§ Extrait de source
Cinq ans après Spirituality and Distortion, notre drôle de troupe revient avec Amen. Ce septième album parvient dans un certain sens à retrouver la formule d’une fantaisie égarée. Néanmoins, cette étrangeté s’avère bien plus trouble, bien plus neurasthénique qu’à l’accoutumé comme si les Français avaient avalé un clown de travers ou comme s’ils avaient mûri avec le temps. Car ce qui frappe sur cette nouvelle esquisse, c’est cette violence extrême déjà perceptible sur le précédent opus mais davantage appuyée ici et cette ambiance globale à la fois pesante, solennelle, voire cérémoniale par moments.

Ce climat inhospitalier et maussade est dû en grande partie à un travail sur la production assez exceptionnel et inédit. En effet, sur plusieurs morceaux comme Infestis, Headbutt ou Limbo, des chœurs ont été enregistrés dans une église pour accentuer un aspect aussi mystique qu’inquiétant. L’utilisation d’instruments exotiquement cafardeux participe également au côté froid du tableau à l’instar du dungchen, ce long cor tibétain joué lors de l’introduction du titre Infestis ou encore du saz, un luth à manche long originaire de Turquie que l’on retrouve sur une grande partie de Blastbeat Fallafel. Les effets de distorsion ne sont pas en reste et intensifient aussi ce souffle hostile et intimidant comme par exemple vers la fin d’Headbutt.
Au-delà de son baroque, breakcore et death habituel, la formation apporte en plus une nouvelle forme de virulence par des inspirations black metal et par des riffings aigus agressifs, largement mis à contribution sur Infestis ou au contraire plus discrets sur Pure Disproportionate Black & White Nihilism.

A l’opposé, des interludes et des titres animés offrent quelques rayons de lumière au milieu d’un ciel bien menaçant. C’est le cas d’un Blastbeat Falafel où la participation de Trey Spruance (Mr. Bungle) expose un courant oriental assez entraînant et presque réconfortant. Dans un registre radicalement différent, ADHD, un des rares morceaux qui n’est pas du metal, affiche un visage bien moins sérieux et complètement absurde grâce à ses sonorités rocambolesques. Malheureusement, c’est aussi la composition qui viendra quelque peu briser de façon abrupte le spectre dramatique et lugubre du disque. Mustard Mucous rattrapera néanmoins le coup rapidement grâce à sa flûte déjantée, son influence drum’n’bass et ses divers effets électroniques. La présence de Scott Ian (Anthrax) permet d’introduire une impulsion thrash peu traditionnelle pour nos musiciens avant que le morceau se termine par un énorme et puissant breakdown.

§ Relevé
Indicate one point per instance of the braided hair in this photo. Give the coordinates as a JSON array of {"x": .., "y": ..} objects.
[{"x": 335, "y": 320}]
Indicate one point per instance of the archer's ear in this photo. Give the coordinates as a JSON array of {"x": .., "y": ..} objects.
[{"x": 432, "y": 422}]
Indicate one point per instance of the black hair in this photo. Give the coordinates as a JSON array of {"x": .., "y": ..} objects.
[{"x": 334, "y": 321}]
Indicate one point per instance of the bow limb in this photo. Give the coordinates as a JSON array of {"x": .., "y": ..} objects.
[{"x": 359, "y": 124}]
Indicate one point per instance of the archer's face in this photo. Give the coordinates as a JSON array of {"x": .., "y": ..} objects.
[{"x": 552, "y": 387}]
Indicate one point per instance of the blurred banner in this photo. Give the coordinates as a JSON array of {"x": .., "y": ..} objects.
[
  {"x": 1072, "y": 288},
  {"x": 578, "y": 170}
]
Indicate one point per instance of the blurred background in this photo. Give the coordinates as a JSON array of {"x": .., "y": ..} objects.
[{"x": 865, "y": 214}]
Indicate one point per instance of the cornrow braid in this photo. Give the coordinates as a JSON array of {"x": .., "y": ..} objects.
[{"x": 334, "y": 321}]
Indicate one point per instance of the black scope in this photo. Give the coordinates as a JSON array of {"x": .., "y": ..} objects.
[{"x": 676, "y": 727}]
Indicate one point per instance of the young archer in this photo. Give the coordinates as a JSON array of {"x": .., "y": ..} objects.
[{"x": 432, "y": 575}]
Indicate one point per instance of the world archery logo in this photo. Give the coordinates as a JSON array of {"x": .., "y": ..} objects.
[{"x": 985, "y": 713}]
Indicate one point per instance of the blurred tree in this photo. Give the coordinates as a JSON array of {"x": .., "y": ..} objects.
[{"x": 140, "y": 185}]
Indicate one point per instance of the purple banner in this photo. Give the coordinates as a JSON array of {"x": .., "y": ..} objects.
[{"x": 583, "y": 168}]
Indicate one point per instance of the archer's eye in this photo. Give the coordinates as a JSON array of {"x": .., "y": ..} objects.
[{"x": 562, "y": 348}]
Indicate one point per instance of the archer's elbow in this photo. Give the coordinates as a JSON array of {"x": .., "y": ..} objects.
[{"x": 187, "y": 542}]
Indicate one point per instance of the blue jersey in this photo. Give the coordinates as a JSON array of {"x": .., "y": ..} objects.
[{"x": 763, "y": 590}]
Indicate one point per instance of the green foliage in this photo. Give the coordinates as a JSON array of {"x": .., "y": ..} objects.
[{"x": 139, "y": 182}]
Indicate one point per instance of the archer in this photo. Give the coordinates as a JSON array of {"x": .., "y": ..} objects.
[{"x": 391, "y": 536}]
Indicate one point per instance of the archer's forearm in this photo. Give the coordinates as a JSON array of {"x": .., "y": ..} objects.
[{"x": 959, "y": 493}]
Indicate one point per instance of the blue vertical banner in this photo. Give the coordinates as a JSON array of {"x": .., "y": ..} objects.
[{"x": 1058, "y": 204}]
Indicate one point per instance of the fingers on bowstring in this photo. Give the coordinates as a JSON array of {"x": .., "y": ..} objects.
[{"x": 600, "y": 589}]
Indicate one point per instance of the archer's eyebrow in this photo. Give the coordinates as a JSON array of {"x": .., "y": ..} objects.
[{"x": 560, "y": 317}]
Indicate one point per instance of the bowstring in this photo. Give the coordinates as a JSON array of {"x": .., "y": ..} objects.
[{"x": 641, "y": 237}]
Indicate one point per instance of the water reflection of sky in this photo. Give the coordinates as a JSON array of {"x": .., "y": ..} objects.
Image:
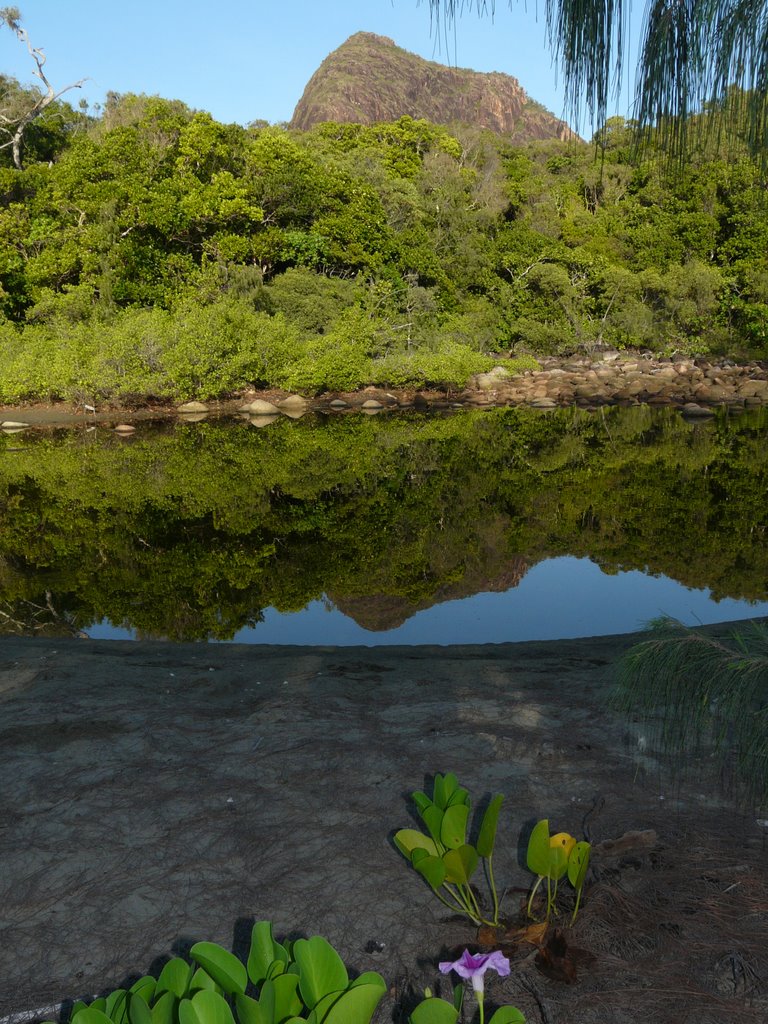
[{"x": 557, "y": 598}]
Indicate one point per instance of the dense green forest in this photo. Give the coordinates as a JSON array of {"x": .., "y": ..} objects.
[
  {"x": 152, "y": 251},
  {"x": 190, "y": 534}
]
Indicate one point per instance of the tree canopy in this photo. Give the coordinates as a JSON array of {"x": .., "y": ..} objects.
[{"x": 693, "y": 54}]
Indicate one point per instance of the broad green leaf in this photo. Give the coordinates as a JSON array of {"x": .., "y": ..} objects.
[
  {"x": 174, "y": 977},
  {"x": 138, "y": 1009},
  {"x": 486, "y": 835},
  {"x": 408, "y": 840},
  {"x": 432, "y": 818},
  {"x": 538, "y": 854},
  {"x": 355, "y": 1006},
  {"x": 250, "y": 1012},
  {"x": 164, "y": 1011},
  {"x": 117, "y": 1008},
  {"x": 263, "y": 952},
  {"x": 579, "y": 861},
  {"x": 222, "y": 966},
  {"x": 205, "y": 1008},
  {"x": 454, "y": 828},
  {"x": 507, "y": 1015},
  {"x": 450, "y": 785},
  {"x": 322, "y": 970},
  {"x": 144, "y": 987},
  {"x": 91, "y": 1016},
  {"x": 433, "y": 869},
  {"x": 203, "y": 982},
  {"x": 460, "y": 864},
  {"x": 434, "y": 1011},
  {"x": 320, "y": 1013},
  {"x": 421, "y": 800},
  {"x": 266, "y": 999},
  {"x": 459, "y": 796},
  {"x": 558, "y": 862},
  {"x": 287, "y": 1000},
  {"x": 438, "y": 792}
]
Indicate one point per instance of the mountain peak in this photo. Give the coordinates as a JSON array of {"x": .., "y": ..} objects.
[{"x": 369, "y": 79}]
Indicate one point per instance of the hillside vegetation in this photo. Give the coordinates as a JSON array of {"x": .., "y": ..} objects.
[{"x": 155, "y": 252}]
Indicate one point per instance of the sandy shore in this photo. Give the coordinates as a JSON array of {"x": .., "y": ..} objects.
[{"x": 153, "y": 795}]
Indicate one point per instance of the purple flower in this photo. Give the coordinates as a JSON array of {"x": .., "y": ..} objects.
[{"x": 474, "y": 966}]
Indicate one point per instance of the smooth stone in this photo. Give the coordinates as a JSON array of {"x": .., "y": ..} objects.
[
  {"x": 261, "y": 408},
  {"x": 292, "y": 401}
]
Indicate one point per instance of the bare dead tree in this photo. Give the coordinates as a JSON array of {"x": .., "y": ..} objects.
[{"x": 14, "y": 125}]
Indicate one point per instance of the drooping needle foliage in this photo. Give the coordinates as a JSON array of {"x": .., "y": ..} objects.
[
  {"x": 692, "y": 54},
  {"x": 701, "y": 688}
]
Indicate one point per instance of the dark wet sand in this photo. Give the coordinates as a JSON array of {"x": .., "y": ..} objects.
[{"x": 153, "y": 795}]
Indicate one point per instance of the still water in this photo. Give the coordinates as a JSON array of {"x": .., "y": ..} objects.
[
  {"x": 559, "y": 598},
  {"x": 483, "y": 526}
]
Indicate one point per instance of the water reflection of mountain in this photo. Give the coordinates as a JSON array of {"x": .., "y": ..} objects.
[
  {"x": 378, "y": 612},
  {"x": 193, "y": 535}
]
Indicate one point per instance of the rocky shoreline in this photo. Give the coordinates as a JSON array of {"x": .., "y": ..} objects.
[{"x": 695, "y": 386}]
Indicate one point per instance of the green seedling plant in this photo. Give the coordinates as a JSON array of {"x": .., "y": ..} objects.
[
  {"x": 469, "y": 968},
  {"x": 443, "y": 857},
  {"x": 553, "y": 857},
  {"x": 300, "y": 982}
]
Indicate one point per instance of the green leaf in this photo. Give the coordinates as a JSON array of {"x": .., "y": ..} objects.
[
  {"x": 579, "y": 861},
  {"x": 434, "y": 1011},
  {"x": 460, "y": 864},
  {"x": 486, "y": 836},
  {"x": 433, "y": 869},
  {"x": 251, "y": 1012},
  {"x": 507, "y": 1015},
  {"x": 320, "y": 1013},
  {"x": 205, "y": 1008},
  {"x": 459, "y": 796},
  {"x": 263, "y": 952},
  {"x": 432, "y": 818},
  {"x": 558, "y": 862},
  {"x": 222, "y": 966},
  {"x": 438, "y": 792},
  {"x": 356, "y": 1006},
  {"x": 202, "y": 981},
  {"x": 538, "y": 853},
  {"x": 175, "y": 977},
  {"x": 287, "y": 1000},
  {"x": 164, "y": 1011},
  {"x": 454, "y": 828},
  {"x": 450, "y": 785},
  {"x": 322, "y": 970},
  {"x": 138, "y": 1009},
  {"x": 421, "y": 800},
  {"x": 408, "y": 840}
]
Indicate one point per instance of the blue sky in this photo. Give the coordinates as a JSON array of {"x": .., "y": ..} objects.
[{"x": 245, "y": 59}]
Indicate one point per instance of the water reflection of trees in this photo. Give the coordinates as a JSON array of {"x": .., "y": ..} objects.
[{"x": 194, "y": 534}]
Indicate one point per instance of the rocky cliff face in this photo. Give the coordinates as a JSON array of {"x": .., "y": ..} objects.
[{"x": 370, "y": 79}]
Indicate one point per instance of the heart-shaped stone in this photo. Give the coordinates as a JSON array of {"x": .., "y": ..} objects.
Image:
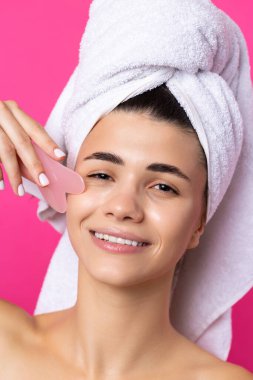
[{"x": 62, "y": 180}]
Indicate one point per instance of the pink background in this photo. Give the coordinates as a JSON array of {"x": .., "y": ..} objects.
[{"x": 39, "y": 49}]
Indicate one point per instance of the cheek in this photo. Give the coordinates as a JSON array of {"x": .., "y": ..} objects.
[{"x": 175, "y": 223}]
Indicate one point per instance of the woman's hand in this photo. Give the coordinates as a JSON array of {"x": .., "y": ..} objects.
[{"x": 16, "y": 149}]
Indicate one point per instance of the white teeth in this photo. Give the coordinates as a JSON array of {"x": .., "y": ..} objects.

§ À faire
• A. Répondez à ces questions sur la critique d'album :
(i) Quel rang occupe Amen parmi les albums du groupe ?
(ii) Quel instrument tibétain entend-on dans l'introduction d'Infestis ?
(iii) Quel musicien d'Anthrax figure sur le disque ?
• B. Recopiez sans rien changer le passage de la critique d'album qui va de « Au-delà de son » à « Black & White Nihilism. ».
Les lignes ne sont d'aucune utilité ici.

§ Corrigé
• A.
(i) C'est le septième album.
(ii) On y entend le dungchen, un long cor tibétain.
(iii) C'est Scott Ian.

• B.
Au-delà de son baroque, breakcore et death habituel, la formation apporte en plus une nouvelle forme de virulence par des inspirations black metal et par des riffings aigus agressifs, largement mis à contribution sur Infestis ou au contraire plus discrets sur Pure Disproportionate Black & White Nihilism.